Texto:

-----

Procedeu-se a julgamento em processo comum, com intervenção do tribunal singular, de:
B...., filho de C... e de D..., nascido na freguesia ..., concelho de Aveiro, recepcionista, divorciado, residente na Avenida ..., n.º .., ..º F- Trás, Aveiro.
Discutida a causa o tribunal a quo condenou o arguido como autor material de um crime de abuso de confiança previsto e punido pelo artº 205 nº1 do CP, na pena de 200 (duzentos) dias de multa, à taxa diária de 6 € (seis euros), num total de 1200 € (mil e duzentos

Resultaram provados os seguintes factos:
1 - O arguido B... é conhecido do ofendido E... e sobrinho de F....
2 - Em data não concretamente apurada, mas que ocorreu em 2010/2011, recebeu do ofendido e da tia supra identificada, que lhe pediram que os guardasse, na garagem que tinha arrendada, sita na Rua ..., ..., ..., os seguintes bens móveis:
- Uma mobília completa de quarto;
- Um roupeiro;
- Várias panelas e tachos em alumínio;
- Uma máquina de lavar, de cor branca;
- Um frigorífico da marca Philips;
- Um micro-ondas, de cor branca;
- Um fogão em inox de 4 bicos;
- Várias peças em louça e em porcelana;
- Várias peças de roupa de cama, lençóis, cobertores;
- Várias peças de toalhas;
- Uma carpete em arraiolos, de sala, de 3 x 3 metros.
3 - O ofendido acordou com o arguido que o mesmo os guardaria em tal local, até que o arguido mudasse de residência, altura em que o ofendido retiraria os referidos bens.
4 - O arguido recebeu os ditos bens dos ofendidos, para proceder ao depósito dos mesmos e posterior entrega ao seu legítimo dono.

-----

Linhas de indicação de objetos nomeados:
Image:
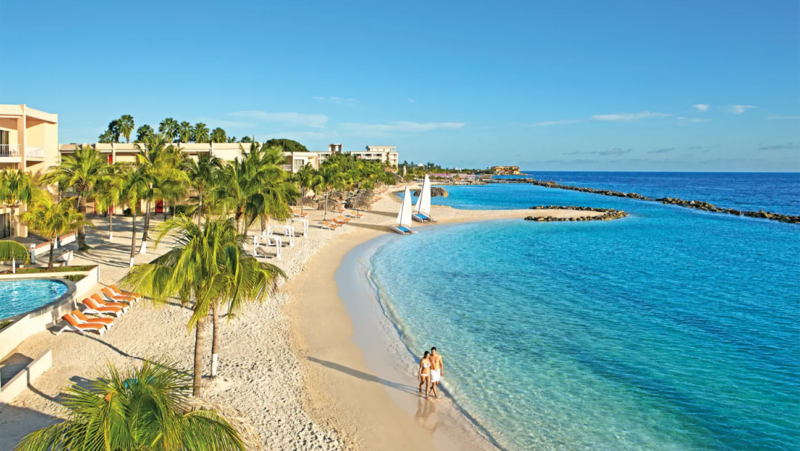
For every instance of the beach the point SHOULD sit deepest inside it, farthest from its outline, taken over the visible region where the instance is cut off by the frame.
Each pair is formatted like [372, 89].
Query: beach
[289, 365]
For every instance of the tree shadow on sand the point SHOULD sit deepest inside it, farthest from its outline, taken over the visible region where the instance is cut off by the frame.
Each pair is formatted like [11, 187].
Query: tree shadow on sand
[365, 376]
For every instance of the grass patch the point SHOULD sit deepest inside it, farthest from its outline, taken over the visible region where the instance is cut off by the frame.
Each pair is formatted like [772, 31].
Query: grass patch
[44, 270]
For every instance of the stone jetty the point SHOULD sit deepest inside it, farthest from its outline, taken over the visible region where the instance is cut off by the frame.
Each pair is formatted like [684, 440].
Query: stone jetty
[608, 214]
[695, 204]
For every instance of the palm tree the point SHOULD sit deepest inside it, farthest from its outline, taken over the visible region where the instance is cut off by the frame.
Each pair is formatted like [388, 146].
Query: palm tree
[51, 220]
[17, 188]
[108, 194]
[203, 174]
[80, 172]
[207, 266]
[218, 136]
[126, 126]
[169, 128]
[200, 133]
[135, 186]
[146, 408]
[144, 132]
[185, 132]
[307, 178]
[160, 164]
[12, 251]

-----

Enunciado: Reescreva integralmente o texto sobre o julgamento, sem alterar nada.

Solução do exercício:
Procedeu-se a julgamento em processo comum, com intervenção do tribunal singular, de:
B...., filho de C... e de D..., nascido na freguesia ..., concelho de Aveiro, recepcionista, divorciado, residente na Avenida ..., n.º .., ..º F- Trás, Aveiro.
Discutida a causa o tribunal a quo condenou o arguido como autor material de um crime de abuso de confiança previsto e punido pelo artº 205 nº1 do CP, na pena de 200 (duzentos) dias de multa, à taxa diária de 6 € (seis euros), num total de 1200 € (mil e duzentos

Resultaram provados os seguintes factos:
1 - O arguido B... é conhecido do ofendido E... e sobrinho de F....
2 - Em data não concretamente apurada, mas que ocorreu em 2010/2011, recebeu do ofendido e da tia supra identificada, que lhe pediram que os guardasse, na garagem que tinha arrendada, sita na Rua ..., ..., ..., os seguintes bens móveis:
- Uma mobília completa de quarto;
- Um roupeiro;
- Várias panelas e tachos em alumínio;
- Uma máquina de lavar, de cor branca;
- Um frigorífico da marca Philips;
- Um micro-ondas, de cor branca;
- Um fogão em inox de 4 bicos;
- Várias peças em louça e em porcelana;
- Várias peças de roupa de cama, lençóis, cobertores;
- Várias peças de toalhas;
- Uma carpete em arraiolos, de sala, de 3 x 3 metros.
3 - O ofendido acordou com o arguido que o mesmo os guardaria em tal local, até que o arguido mudasse de residência, altura em que o ofendido retiraria os referidos bens.
4 - O arguido recebeu os ditos bens dos ofendidos, para proceder ao depósito dos mesmos e posterior entrega ao seu legítimo dono.